■ STATED EXERCISE: Copy out every record below exactly as written, but leave out any pictures.

■ DATASET EXCERPTS:

....

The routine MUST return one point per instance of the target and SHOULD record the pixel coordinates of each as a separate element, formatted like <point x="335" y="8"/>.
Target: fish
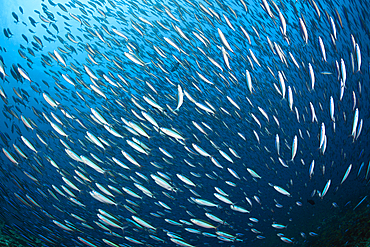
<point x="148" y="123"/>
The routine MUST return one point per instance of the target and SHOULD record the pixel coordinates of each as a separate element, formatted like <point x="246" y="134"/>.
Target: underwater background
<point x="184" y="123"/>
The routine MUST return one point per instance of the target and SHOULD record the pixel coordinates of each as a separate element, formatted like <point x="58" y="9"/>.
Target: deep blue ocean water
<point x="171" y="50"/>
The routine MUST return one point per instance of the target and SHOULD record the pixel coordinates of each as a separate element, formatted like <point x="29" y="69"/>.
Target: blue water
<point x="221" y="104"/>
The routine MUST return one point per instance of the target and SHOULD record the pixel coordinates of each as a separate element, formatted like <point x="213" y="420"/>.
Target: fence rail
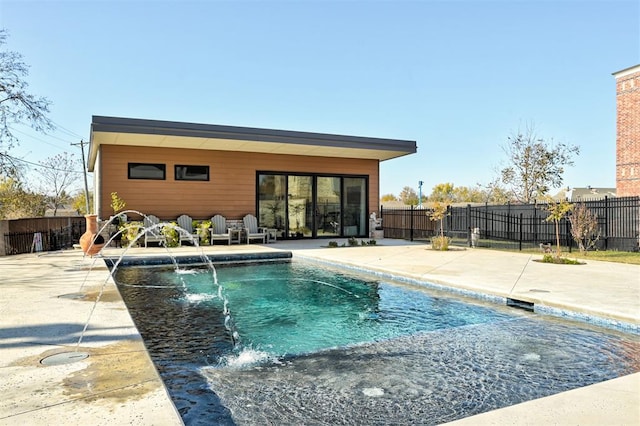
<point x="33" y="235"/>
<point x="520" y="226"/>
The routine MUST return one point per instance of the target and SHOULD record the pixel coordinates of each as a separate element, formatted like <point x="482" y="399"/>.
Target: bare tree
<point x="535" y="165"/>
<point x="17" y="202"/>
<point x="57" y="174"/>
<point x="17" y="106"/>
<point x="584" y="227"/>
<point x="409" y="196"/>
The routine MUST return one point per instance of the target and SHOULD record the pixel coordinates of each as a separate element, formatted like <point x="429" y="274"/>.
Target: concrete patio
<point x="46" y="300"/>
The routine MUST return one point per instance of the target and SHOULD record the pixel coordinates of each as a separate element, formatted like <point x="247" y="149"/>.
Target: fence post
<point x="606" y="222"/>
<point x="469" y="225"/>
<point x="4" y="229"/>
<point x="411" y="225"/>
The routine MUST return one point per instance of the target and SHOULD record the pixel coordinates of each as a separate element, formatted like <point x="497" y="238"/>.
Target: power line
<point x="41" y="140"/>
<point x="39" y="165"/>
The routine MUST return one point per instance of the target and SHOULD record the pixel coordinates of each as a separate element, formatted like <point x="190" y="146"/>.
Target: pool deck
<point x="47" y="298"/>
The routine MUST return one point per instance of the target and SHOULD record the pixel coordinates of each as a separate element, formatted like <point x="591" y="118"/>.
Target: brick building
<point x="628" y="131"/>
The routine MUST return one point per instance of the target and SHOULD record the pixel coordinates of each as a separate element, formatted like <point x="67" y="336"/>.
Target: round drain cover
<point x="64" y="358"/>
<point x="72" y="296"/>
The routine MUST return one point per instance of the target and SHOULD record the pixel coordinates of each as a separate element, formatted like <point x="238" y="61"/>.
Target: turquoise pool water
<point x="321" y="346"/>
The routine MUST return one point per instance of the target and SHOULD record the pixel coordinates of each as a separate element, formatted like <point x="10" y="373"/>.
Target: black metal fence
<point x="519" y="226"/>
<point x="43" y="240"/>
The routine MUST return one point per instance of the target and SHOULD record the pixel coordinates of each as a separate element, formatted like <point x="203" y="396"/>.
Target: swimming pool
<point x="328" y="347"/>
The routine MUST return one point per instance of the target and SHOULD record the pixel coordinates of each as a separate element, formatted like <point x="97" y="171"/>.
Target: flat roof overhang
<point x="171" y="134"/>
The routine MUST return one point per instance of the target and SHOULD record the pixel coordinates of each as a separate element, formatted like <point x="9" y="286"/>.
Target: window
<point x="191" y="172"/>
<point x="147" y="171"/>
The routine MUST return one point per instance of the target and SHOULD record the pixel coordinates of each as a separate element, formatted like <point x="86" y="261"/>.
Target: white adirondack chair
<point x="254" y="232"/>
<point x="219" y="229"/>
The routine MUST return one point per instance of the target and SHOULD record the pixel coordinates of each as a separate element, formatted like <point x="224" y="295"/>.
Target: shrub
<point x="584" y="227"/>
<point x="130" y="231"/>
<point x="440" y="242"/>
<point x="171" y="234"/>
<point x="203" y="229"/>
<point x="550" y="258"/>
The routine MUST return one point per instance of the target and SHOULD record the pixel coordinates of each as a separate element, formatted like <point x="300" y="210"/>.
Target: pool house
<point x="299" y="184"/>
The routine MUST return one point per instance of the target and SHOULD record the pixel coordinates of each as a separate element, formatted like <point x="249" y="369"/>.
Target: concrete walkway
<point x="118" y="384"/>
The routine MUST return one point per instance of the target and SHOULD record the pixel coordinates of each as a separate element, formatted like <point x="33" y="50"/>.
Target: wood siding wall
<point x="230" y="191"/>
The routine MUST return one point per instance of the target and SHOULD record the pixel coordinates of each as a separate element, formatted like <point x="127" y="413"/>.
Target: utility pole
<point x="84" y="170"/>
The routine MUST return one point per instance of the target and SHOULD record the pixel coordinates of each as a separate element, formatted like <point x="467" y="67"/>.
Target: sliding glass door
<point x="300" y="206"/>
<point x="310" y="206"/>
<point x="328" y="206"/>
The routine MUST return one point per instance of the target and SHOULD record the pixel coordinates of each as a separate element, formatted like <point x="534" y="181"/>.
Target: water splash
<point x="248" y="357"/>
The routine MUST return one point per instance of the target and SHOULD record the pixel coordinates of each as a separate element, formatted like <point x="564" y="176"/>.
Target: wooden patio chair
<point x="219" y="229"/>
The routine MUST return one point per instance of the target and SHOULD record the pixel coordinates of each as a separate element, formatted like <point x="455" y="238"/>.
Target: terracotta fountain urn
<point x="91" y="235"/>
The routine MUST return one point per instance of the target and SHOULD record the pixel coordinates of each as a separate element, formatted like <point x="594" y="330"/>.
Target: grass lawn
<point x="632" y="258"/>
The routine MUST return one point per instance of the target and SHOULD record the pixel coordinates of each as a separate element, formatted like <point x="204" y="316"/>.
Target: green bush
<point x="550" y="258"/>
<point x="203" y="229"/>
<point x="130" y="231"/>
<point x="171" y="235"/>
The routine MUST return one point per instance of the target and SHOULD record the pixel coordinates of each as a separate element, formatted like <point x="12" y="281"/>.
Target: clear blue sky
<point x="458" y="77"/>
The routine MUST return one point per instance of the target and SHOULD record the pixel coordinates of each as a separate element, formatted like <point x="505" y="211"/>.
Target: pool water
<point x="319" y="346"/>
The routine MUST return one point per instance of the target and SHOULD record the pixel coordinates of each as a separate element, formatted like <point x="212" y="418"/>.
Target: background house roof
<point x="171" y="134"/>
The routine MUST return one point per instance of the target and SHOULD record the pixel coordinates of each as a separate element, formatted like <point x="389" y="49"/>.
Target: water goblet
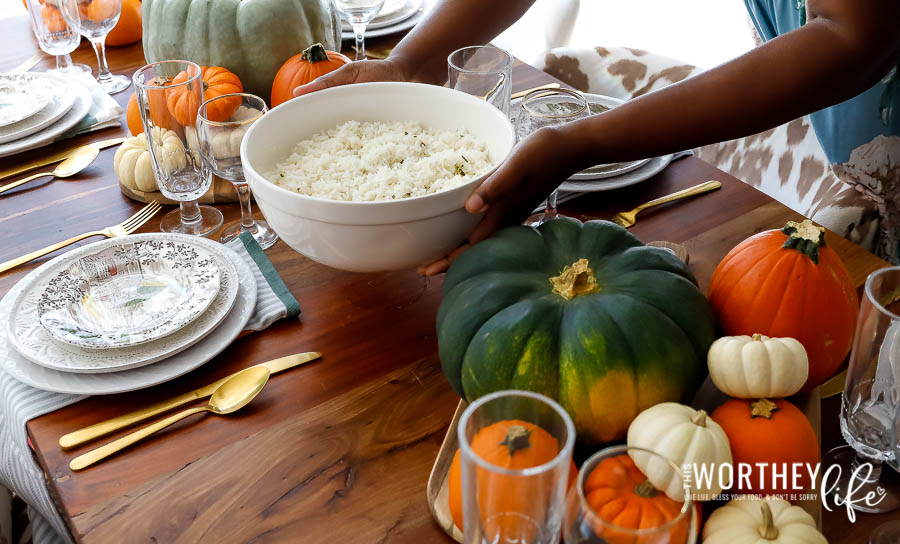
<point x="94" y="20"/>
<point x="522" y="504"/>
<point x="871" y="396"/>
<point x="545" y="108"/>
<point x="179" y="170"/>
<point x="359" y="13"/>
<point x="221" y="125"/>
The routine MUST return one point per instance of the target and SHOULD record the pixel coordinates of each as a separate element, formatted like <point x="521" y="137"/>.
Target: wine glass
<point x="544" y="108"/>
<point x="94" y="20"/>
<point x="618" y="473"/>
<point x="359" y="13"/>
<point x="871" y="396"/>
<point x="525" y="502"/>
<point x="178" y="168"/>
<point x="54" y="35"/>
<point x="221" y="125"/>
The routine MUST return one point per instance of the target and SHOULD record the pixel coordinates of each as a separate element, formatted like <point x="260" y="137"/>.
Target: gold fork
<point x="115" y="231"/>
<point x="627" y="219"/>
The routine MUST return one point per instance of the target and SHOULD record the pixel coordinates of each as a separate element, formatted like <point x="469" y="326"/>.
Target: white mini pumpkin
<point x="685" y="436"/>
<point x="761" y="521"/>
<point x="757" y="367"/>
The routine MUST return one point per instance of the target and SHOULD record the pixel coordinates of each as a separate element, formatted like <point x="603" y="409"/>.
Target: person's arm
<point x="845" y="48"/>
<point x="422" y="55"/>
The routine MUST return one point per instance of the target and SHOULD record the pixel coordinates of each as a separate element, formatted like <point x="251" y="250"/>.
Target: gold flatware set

....

■ COMPLETE OUTPUT:
The routine MUST return one point per instance of the target and SHOULD record the pixel coordinates of each as a separate element, formatted like <point x="335" y="8"/>.
Target: fish
<point x="148" y="123"/>
The routine MUST return one point per instance of the target and SHOULD record the pixel coordinates of each as a separate element, formatted like <point x="246" y="134"/>.
Target: underwater background
<point x="184" y="123"/>
The routine MUST return one point per instance of the target and SHOULD record the pixel coordinates of each as a separate element, formatted like <point x="58" y="9"/>.
Target: deep blue ocean water
<point x="171" y="50"/>
The routine MUST return one point per instance of the target and SHOULD record the pixel coordinates of each as a separate element, formatted like <point x="29" y="69"/>.
Target: blue water
<point x="221" y="104"/>
The routine MUST return one point per instance of the target and SHOULD record the pixel coordinates of each as a separate element, formatted like <point x="213" y="420"/>.
Target: fence rail
<point x="33" y="235"/>
<point x="520" y="226"/>
The routine MUST return one point per instance of the target and SHOULD record the pixel coordinates of each as a separate element, formatted like <point x="482" y="399"/>.
Target: bare tree
<point x="535" y="165"/>
<point x="17" y="202"/>
<point x="57" y="174"/>
<point x="17" y="106"/>
<point x="584" y="227"/>
<point x="409" y="196"/>
The routine MUST return one point per instance of the target and SHOULD record the pixel coordinates of each as a separate element, formatted like <point x="429" y="274"/>.
Target: concrete patio
<point x="46" y="300"/>
The routine MUST return one point per instance of the target and SHOULD record the pixel coordinates of each as a separate element, formatted like <point x="247" y="149"/>.
Target: fence post
<point x="606" y="222"/>
<point x="469" y="225"/>
<point x="4" y="229"/>
<point x="411" y="225"/>
The routine MUST return one point per instance of the target and SHOULD record the pixel coordinates of each as a separate element, formatted like <point x="497" y="238"/>.
Target: power line
<point x="41" y="140"/>
<point x="39" y="165"/>
The routine MUST return one point per instance of the target and SHOULD record the pixel coordinates of each as a separate element, formatted like <point x="190" y="146"/>.
Target: pool deck
<point x="47" y="298"/>
The routine MUST return one point per instance of the target and SHOULD record the pixel coordinates of each as a separate element, formatted like <point x="591" y="118"/>.
Target: brick building
<point x="628" y="131"/>
The routine MUST return one point per instance of the target and SHOULD record the pixel coordinates of each as a separate element, formatted like <point x="67" y="336"/>.
Target: round drain cover
<point x="64" y="358"/>
<point x="72" y="296"/>
The routine MUST return one point per instance of the target and SHOULD record the pixel coordinates of each as a separate element, formatted like <point x="238" y="61"/>.
Target: turquoise pool water
<point x="321" y="346"/>
The routine MUST return one point per instance of the target and SHOULD record the pixel coordinates of each as a separate element, formatted like <point x="10" y="373"/>.
Target: black metal fence
<point x="519" y="226"/>
<point x="43" y="240"/>
The routine MUST return one point per instance of the target and SHOULD record the pixel coordinates of each as a separate element, formatted like <point x="203" y="396"/>.
Target: swimming pool
<point x="328" y="347"/>
The routine MUST return one point per instance of the target and SHOULD record the pixel coordinates of each as a separate element, formatted like <point x="97" y="171"/>.
Target: flat roof overhang
<point x="171" y="134"/>
The routine MUST return one point per instance of the target and SHOULD record the pixel coordinates of each as a separate element, formatted like <point x="9" y="286"/>.
Target: window
<point x="191" y="172"/>
<point x="147" y="171"/>
The routine MUST return one point per instance of the target and SHOULD record the pixel coordinates of each as a separate element, formatted like <point x="86" y="261"/>.
Target: white adirondack chair
<point x="254" y="232"/>
<point x="219" y="229"/>
The routine MUST return one point per instance of the target and SHOULD record the pixel coordinates of each as a separate element, formatted like <point x="224" y="295"/>.
Target: shrub
<point x="584" y="227"/>
<point x="130" y="231"/>
<point x="440" y="242"/>
<point x="171" y="234"/>
<point x="203" y="229"/>
<point x="550" y="258"/>
The routine MUST return one point per instance of the target and SHOULD record the pixel coordinates of each as a separate element, formatted like <point x="300" y="210"/>.
Target: pool house
<point x="299" y="184"/>
The routine MUST return one point per instance of the target and SHOULD record the pixel coordinates of each as a separate element, formatted like <point x="249" y="369"/>.
Target: concrete walkway
<point x="118" y="384"/>
The routine MUST return one point per instance of the target and SHOULD record the pixel coordinates of each as a separate element, formatted like <point x="33" y="50"/>.
Target: wood siding wall
<point x="230" y="191"/>
The routine MUST return one point per instance of the target and SHOULD record the pixel coordinates of each as a separate element, formatted like <point x="127" y="413"/>.
Target: utility pole
<point x="84" y="170"/>
The routine MUST return one point per instance of the target and SHOULD record the pixel coordinates of each as a separate element, formatted like <point x="467" y="67"/>.
Target: sliding glass door
<point x="300" y="206"/>
<point x="310" y="206"/>
<point x="328" y="206"/>
The routine MUST return one point per instance of the target and SHOULD record the pixel coordinates of each as a separate element, formatted like <point x="534" y="181"/>.
Target: water splash
<point x="248" y="357"/>
The routine MUST return one point per instance of the target and SHOULD record the pixel coordinates of each as a separate element, formatted like <point x="564" y="176"/>.
Target: wooden patio chair
<point x="219" y="229"/>
The routine MUST return one point per instance of the target and SHOULD record the pixel coordinates of each as a separate element, formatted like <point x="455" y="238"/>.
Target: terracotta fountain urn
<point x="91" y="235"/>
The routine MUST return one point per instance of the target and SHOULD record the pixel coordinates of each as a separate element, formatted like <point x="594" y="330"/>.
Target: grass lawn
<point x="632" y="258"/>
The routine MUST return one point per instance of the target and SHOULD record the pixel coordinates of each as a separate element, formatted like <point x="204" y="316"/>.
Target: green bush
<point x="550" y="258"/>
<point x="203" y="229"/>
<point x="130" y="231"/>
<point x="171" y="235"/>
The routine MUST return one point per instance of the target and SHOULD record the pixel coordinates of each as a separate element, formatted like <point x="12" y="281"/>.
Target: clear blue sky
<point x="458" y="77"/>
The routine MUST return one point per instance of the target and SHOULD record the pixel coordinates of each as a separate element, formatted like <point x="505" y="211"/>.
Target: pool water
<point x="319" y="346"/>
The routine MUST return one point per instance of the target and SHOULD record the pixel coordinates of each as a separate element, formatted like <point x="212" y="418"/>.
Target: background house roof
<point x="171" y="134"/>
The routine MUST return one point per instance of the target and SHOULD record the pixel coordinates of each as a separate element, formatted like <point x="389" y="49"/>.
Target: water goblet
<point x="94" y="20"/>
<point x="522" y="504"/>
<point x="871" y="396"/>
<point x="545" y="108"/>
<point x="179" y="170"/>
<point x="359" y="13"/>
<point x="221" y="125"/>
The routine MUST return one point per instance of the target and SHOULD record the pixel coordinates of each as a separate element, formatted like <point x="521" y="137"/>.
Target: wine glass
<point x="544" y="108"/>
<point x="94" y="20"/>
<point x="618" y="473"/>
<point x="359" y="13"/>
<point x="871" y="396"/>
<point x="525" y="502"/>
<point x="178" y="168"/>
<point x="54" y="35"/>
<point x="221" y="125"/>
The routine MUST return one point per instance of the target and SHOULD record the pixel coordinates of each as a separate element, formatted like <point x="260" y="137"/>.
Target: gold fork
<point x="115" y="231"/>
<point x="627" y="219"/>
The routine MUST return one point per instance of the target and SHOULD record the pixel coordinates of each as a separate element, formatted like <point x="469" y="326"/>.
Target: white mini pumpkin
<point x="685" y="436"/>
<point x="761" y="521"/>
<point x="757" y="367"/>
The routine MUST return one point per instance of the target and SHOULD record the pixel coordinates of each as a separate element, formatted like <point x="603" y="409"/>.
Target: person's arm
<point x="845" y="48"/>
<point x="422" y="55"/>
The routine MUST return one point per instance of the target and SHOULD record the pixel coordinates of each as a separate element, formatted like <point x="251" y="250"/>.
Target: gold flatware set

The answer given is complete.